**Input for this task:**
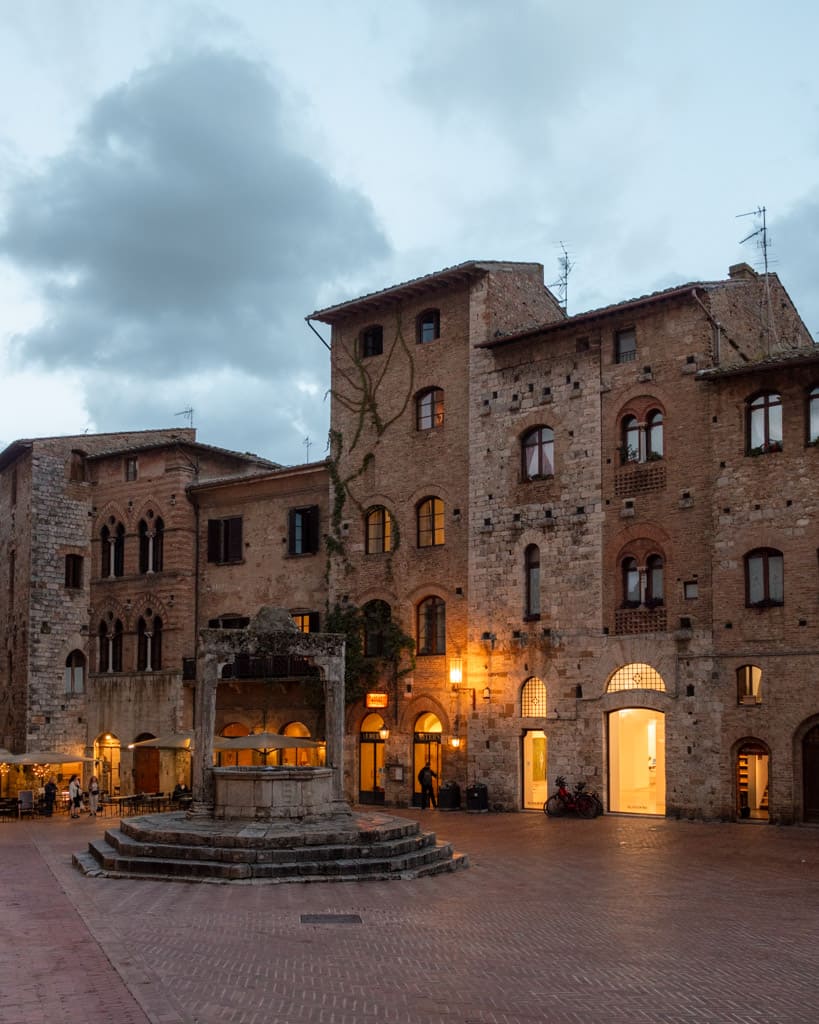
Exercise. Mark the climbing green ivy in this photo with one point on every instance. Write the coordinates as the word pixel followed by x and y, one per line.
pixel 363 672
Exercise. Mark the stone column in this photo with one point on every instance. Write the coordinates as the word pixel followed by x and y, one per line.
pixel 333 676
pixel 205 722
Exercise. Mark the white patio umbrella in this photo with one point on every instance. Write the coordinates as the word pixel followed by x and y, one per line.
pixel 263 741
pixel 44 758
pixel 173 741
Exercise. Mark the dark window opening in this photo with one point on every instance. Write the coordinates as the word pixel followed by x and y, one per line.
pixel 224 540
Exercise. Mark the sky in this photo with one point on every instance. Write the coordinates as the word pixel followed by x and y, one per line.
pixel 182 183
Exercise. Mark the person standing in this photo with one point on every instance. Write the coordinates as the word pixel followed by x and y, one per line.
pixel 50 795
pixel 425 777
pixel 75 796
pixel 93 796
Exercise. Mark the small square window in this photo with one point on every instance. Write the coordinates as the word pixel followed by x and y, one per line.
pixel 626 345
pixel 371 341
pixel 74 571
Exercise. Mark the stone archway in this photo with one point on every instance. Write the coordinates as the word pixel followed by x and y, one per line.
pixel 271 634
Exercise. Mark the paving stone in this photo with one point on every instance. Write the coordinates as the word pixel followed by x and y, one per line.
pixel 614 921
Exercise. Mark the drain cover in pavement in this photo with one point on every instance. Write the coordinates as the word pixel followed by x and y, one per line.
pixel 331 919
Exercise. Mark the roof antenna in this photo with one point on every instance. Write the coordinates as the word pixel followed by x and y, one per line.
pixel 764 242
pixel 562 284
pixel 762 232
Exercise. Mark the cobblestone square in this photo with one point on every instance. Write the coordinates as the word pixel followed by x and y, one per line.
pixel 565 922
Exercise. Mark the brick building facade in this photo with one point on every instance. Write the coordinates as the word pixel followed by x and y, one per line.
pixel 597 532
pixel 97 594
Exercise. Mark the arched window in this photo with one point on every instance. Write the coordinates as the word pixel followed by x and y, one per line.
pixel 430 522
pixel 630 429
pixel 110 637
pixel 632 594
pixel 539 453
pixel 429 409
pixel 113 540
pixel 765 423
pixel 636 676
pixel 151 544
pixel 764 578
pixel 432 626
pixel 428 327
pixel 654 595
pixel 379 530
pixel 148 643
pixel 531 570
pixel 377 619
pixel 532 698
pixel 371 341
pixel 748 684
pixel 75 672
pixel 654 434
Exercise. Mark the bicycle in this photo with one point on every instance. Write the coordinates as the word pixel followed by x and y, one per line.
pixel 586 805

**Request:**
Could you output every line of the records above as a JSON list of strings, one string per line, with blank lines skipped and the pictures left out?

**Expected answer:**
[
  "Exercise. Mark the climbing green ivy in this photo with one point on every instance. Write the coordinates as the word pixel followed by x and y, one per line.",
  "pixel 363 672",
  "Exercise. Mark the stone column in this photo with one point on every instance. Write the coordinates as the word pixel followed by x and y, one per line.",
  "pixel 333 676",
  "pixel 205 722",
  "Exercise. Mark the white patio umbrella in this photo with one point on every instance. Write the coordinates as the word pixel followed by x and y, one per line.",
  "pixel 263 741",
  "pixel 44 758",
  "pixel 173 741",
  "Exercise. Mark the dark window opening in this photo with one point on every instance. Write the coordinates as the word pixel followed by x and y, one per line.",
  "pixel 224 540",
  "Exercise. Mark the sky in this photo with one point on every instance. Write the coordinates as the word pixel followed by x and y, one per line.",
  "pixel 182 183",
  "Exercise. Mark the person standing in this photo with one point on every instance. Write the coordinates as the word pixel followed by x and y, one per line.",
  "pixel 50 795",
  "pixel 425 777",
  "pixel 75 796",
  "pixel 93 796",
  "Exercise. Mark the small square window in this photo with one point on every instance. Write the coordinates as the word pixel followed by x and y, one per line.",
  "pixel 626 345",
  "pixel 371 341",
  "pixel 74 571",
  "Exercise. Mark the stone archway in this photo with one point on every instance. Write the coordinates as the word pixel followed by x and y, one per line.",
  "pixel 271 634",
  "Exercise. Mark the paving stone in this photo with one point on every instance. Write the coordinates as the word pixel followed by x and y, one per line.",
  "pixel 614 921",
  "Exercise. Mark the drain cover in pavement in this photo with one point on every instance. Write the coordinates as the word pixel followed by x and y, one per line.",
  "pixel 331 919",
  "Exercise. Mark the roof antenna in this photo with one point on every instance. Write the coordinates as the word pixel followed by x and y, one per line.",
  "pixel 764 242",
  "pixel 562 284",
  "pixel 762 232",
  "Exercise. Mark the cobblestone square in this photo with one point on every instance. Write the coordinates as the word pixel followed by x and y, one per line.",
  "pixel 565 922",
  "Exercise. Mark the brick building facade in this photo with one point on every instance. Write the coordinates as the word pixel followed by x and y, one per line.",
  "pixel 597 532",
  "pixel 97 594",
  "Exercise. Mark the arched window in this photo with one point on every instance. Write the coordinates as the word pixel followed by x and y, one per line.",
  "pixel 430 522",
  "pixel 630 429",
  "pixel 110 637",
  "pixel 632 594",
  "pixel 539 453",
  "pixel 429 409",
  "pixel 113 540",
  "pixel 765 423",
  "pixel 636 676",
  "pixel 151 544",
  "pixel 764 578",
  "pixel 432 626",
  "pixel 428 327",
  "pixel 654 595",
  "pixel 379 530",
  "pixel 148 643",
  "pixel 531 570",
  "pixel 377 619",
  "pixel 532 698",
  "pixel 371 341",
  "pixel 748 684",
  "pixel 75 672",
  "pixel 654 434",
  "Exercise. Mark the bicycle in this photo with one point on every instance. Write the coordinates as the word pixel followed by x and y, one per line.",
  "pixel 586 805"
]